*Objective*: Render the stretch from the line containing "Keypoint rule: one marker on every instance of the wooden window" through the end of the records as a Markdown table with columns Row and Text, numbering each line and leaving out blank lines.
Source material start
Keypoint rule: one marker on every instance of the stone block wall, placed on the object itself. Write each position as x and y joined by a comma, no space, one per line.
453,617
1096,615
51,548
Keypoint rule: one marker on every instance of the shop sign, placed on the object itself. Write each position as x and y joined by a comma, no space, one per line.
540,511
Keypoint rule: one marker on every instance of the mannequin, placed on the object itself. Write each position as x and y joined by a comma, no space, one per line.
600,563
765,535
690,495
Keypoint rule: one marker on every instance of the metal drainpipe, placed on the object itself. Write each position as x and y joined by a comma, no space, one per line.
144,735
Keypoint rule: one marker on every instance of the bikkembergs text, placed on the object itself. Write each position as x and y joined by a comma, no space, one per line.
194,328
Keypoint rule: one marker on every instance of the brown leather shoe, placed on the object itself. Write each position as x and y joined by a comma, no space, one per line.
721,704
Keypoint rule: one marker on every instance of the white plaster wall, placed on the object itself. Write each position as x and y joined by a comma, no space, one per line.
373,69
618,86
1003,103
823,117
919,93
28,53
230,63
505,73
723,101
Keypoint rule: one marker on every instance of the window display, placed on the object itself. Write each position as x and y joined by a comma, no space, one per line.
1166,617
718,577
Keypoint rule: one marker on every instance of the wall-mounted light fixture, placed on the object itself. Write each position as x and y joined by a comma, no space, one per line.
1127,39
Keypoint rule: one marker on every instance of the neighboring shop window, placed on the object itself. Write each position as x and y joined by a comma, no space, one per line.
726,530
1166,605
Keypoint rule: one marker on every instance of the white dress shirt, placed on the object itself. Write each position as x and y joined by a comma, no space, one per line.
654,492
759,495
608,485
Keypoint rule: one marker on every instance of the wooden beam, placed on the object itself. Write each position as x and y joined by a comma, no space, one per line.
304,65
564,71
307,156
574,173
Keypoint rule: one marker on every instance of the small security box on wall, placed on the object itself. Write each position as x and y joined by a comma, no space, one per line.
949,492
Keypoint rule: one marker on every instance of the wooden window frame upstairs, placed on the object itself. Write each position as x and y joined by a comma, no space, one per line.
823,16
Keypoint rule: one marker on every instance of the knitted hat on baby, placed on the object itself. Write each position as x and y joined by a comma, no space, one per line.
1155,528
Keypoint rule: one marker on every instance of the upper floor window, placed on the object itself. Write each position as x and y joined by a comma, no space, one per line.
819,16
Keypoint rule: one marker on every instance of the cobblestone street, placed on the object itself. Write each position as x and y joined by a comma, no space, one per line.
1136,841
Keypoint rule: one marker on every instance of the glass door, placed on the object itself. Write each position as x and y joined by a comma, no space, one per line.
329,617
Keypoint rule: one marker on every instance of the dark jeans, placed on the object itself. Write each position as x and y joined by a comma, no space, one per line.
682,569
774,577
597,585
Source material end
*Finished answer*:
| Row | Text |
|---|---|
| 1 | Keypoint rule: one marker on every instance of the wooden window frame upstairs, placed on the object itself. Write each position as x and y joined by a comma, no space, one per line. |
| 2 | 823,16 |
| 3 | Keypoint rule: one marker on every instance of the knitted hat on baby, placed on the object itself. Write each position as x and y joined by a comma, no space, one per line. |
| 4 | 1155,528 |
| 5 | Keypoint rule: one marker on every instance of the upper floor window, placed on the object itself. Write each position as x and y joined by a comma, no space, one per line. |
| 6 | 819,16 |
| 7 | Keypoint rule: one marker on every instance of the cobblestone street, placed on the object itself. Write each position as x and y joined by a comma, no space, one per line. |
| 8 | 1136,841 |
| 9 | Keypoint rule: one marker on every instance of the glass door, placed on the object itself. Write each position as x and y joined by a comma, no space, one per line. |
| 10 | 329,617 |
| 11 | Keypoint rule: one marker on every instance of the dark jeans, placed on the object itself. Write each position as x and y joined by a comma, no space, one per line. |
| 12 | 682,569 |
| 13 | 774,577 |
| 14 | 597,585 |